## What is expected
Every line of the material below should be repeated exactly.

## Raw data
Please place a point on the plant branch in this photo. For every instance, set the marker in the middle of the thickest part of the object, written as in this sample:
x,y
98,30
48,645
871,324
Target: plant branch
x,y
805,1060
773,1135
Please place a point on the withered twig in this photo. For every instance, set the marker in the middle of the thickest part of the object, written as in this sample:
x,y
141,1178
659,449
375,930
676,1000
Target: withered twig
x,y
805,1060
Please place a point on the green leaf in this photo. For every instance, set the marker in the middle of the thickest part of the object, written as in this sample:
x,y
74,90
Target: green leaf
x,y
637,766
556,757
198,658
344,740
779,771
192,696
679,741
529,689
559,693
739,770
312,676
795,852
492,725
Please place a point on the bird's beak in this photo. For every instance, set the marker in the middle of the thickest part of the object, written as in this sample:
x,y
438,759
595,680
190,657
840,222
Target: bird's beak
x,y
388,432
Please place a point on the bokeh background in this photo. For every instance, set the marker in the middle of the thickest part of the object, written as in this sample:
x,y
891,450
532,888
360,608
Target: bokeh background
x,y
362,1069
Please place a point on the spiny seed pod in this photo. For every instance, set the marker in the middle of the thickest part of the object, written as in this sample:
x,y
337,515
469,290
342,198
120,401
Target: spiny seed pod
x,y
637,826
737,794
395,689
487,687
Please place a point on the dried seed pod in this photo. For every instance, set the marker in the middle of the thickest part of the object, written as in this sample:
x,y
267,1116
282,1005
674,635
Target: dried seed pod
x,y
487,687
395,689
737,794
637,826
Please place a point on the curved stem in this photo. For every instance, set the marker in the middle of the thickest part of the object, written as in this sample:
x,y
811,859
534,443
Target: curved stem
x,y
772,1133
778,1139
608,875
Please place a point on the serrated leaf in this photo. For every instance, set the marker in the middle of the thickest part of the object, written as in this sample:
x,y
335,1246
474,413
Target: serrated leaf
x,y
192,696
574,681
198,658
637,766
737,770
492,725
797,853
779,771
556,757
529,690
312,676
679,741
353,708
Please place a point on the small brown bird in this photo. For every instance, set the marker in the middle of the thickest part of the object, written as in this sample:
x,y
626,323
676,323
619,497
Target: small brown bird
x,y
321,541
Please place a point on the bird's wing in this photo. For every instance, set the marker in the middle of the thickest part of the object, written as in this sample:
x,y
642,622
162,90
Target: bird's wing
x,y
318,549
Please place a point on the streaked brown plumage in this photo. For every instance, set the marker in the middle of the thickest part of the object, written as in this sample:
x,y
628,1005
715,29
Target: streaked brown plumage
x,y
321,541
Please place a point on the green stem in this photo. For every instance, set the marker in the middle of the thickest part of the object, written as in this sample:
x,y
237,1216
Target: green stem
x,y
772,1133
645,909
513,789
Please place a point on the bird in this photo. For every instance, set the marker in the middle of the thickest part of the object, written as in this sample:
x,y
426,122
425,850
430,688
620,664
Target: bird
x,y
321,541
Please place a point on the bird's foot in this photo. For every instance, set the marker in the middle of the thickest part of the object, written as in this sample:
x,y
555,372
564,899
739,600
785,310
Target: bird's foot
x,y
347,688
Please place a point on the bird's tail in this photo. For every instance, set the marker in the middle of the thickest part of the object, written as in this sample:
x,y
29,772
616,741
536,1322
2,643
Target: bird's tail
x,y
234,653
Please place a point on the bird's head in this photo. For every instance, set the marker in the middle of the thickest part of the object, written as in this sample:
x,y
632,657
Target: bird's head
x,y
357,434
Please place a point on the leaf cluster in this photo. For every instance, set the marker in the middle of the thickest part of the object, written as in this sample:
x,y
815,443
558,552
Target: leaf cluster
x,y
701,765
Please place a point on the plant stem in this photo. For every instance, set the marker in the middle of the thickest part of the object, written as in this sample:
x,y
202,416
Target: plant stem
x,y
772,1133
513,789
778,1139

## Answer to the problem
Please place a point on the plant branch in this photo. For every instance, set the marker in the middle of the thickest part of the object, written as in this sample:
x,y
98,30
48,645
871,324
Target: plant branch
x,y
805,1060
773,1135
Please place a point on the withered twig in this photo. For every instance, set the marker in the middle of the thickest part of the object, written as in this sample:
x,y
141,1178
659,449
375,930
676,1000
Target: withered twig
x,y
805,1060
Please place a point on the green leaf in this photo. For every instance, set the marker in the middle of the thickest part of the object, written as in this sample:
x,y
74,90
Target: green leaf
x,y
637,766
556,757
198,658
344,740
779,771
192,696
679,741
529,689
559,693
739,770
312,676
795,852
492,725
Please place a point on the bird's beak in this photo. For every instance, set the marker in the middle of the thickest part of the object, written as in this sample:
x,y
438,759
595,680
190,657
840,222
Target: bird's beak
x,y
388,432
Please place a point on the bokeh background in this photo. For every instance, set the marker in the middle of the thickest part of the object, written as in this sample:
x,y
891,450
532,888
360,608
Target: bokeh background
x,y
362,1069
Please place a point on the spiny seed pod in this photo. For every instance, set the marker in the middle of the thickest part of the object, written as in this sample:
x,y
337,515
469,290
342,198
120,401
Target: spiny seed pod
x,y
637,826
737,794
395,689
487,687
Please place a point on the dried seed pod in this photo. For every instance, set the marker in the middle of the thickest part of the object, written as in this sample:
x,y
267,1116
282,1005
674,635
Target: dried seed pod
x,y
487,687
395,689
737,794
637,826
Please place a point on the curved stem in this photo. For every instance, set the marker in the middle of the thickest part of the object, written as in this sample:
x,y
811,859
534,443
Target: curved stem
x,y
772,1133
778,1139
608,875
Please place a point on the serrated leaf in this photo. For every instance, set the marker in the middle of the thickest part of the object, written as in this sample:
x,y
335,1246
474,413
Target: serrated leaf
x,y
192,696
574,681
198,658
637,766
737,770
492,725
797,853
779,771
556,757
529,690
312,676
679,741
353,708
Please place a point on the small brown bird in this photo. For every instance, set the marker in the middle of the thickest part of the object, written as in this sample:
x,y
626,323
676,323
619,497
Target: small brown bird
x,y
321,541
Please place a point on the bird's wing in this photo. For every instance, set the marker in the middle of the thickest part of the object, written as in this sample:
x,y
642,622
162,90
Target: bird's wing
x,y
318,549
Please place a point on the streaked brown plumage in this photo. For every instance, set the marker in the middle of the thickest part of the object, written as in this sample:
x,y
628,1005
715,29
Target: streaked brown plumage
x,y
321,541
Please place a point on the green stem in this photo. For every instance, set the marker in the middle of the thickest part of the object, written as in this sample:
x,y
237,1216
Target: green stem
x,y
772,1133
645,909
513,789
Please place a point on the bird in this photo. For every instance, set the marker in the middle of the thickest part of the object, written as in this sample:
x,y
426,122
425,850
430,688
620,664
Target: bird
x,y
321,541
Please place a point on the bird's foot in this photo. For every instance, set the marker in the middle of the thickest part of the object, written as in this sample:
x,y
555,372
564,899
739,600
785,310
Target: bird's foot
x,y
347,688
Please place a point on the bird's tail in this photo. For every instance, set the marker in the middle of the thickest part of the object, written as in this sample:
x,y
29,772
616,741
536,1322
2,643
Target: bird's tail
x,y
234,653
Please place a point on the bird's head in this photo. For every instance, set the marker in the middle of the thickest part of the object, written as in this sample:
x,y
632,657
Target: bird's head
x,y
357,434
Please place a point on the leaf cluster in this photo. For every instance, set the marker in the middle of the thickest part of the object, written as in this sample:
x,y
815,443
558,552
Target: leaf cluster
x,y
701,765
Please place a point on the plant stem in this photo. For every instance, set the marker in the middle of the thickest part of the object, written as in this sample:
x,y
202,416
Target: plant stem
x,y
772,1133
513,789
778,1139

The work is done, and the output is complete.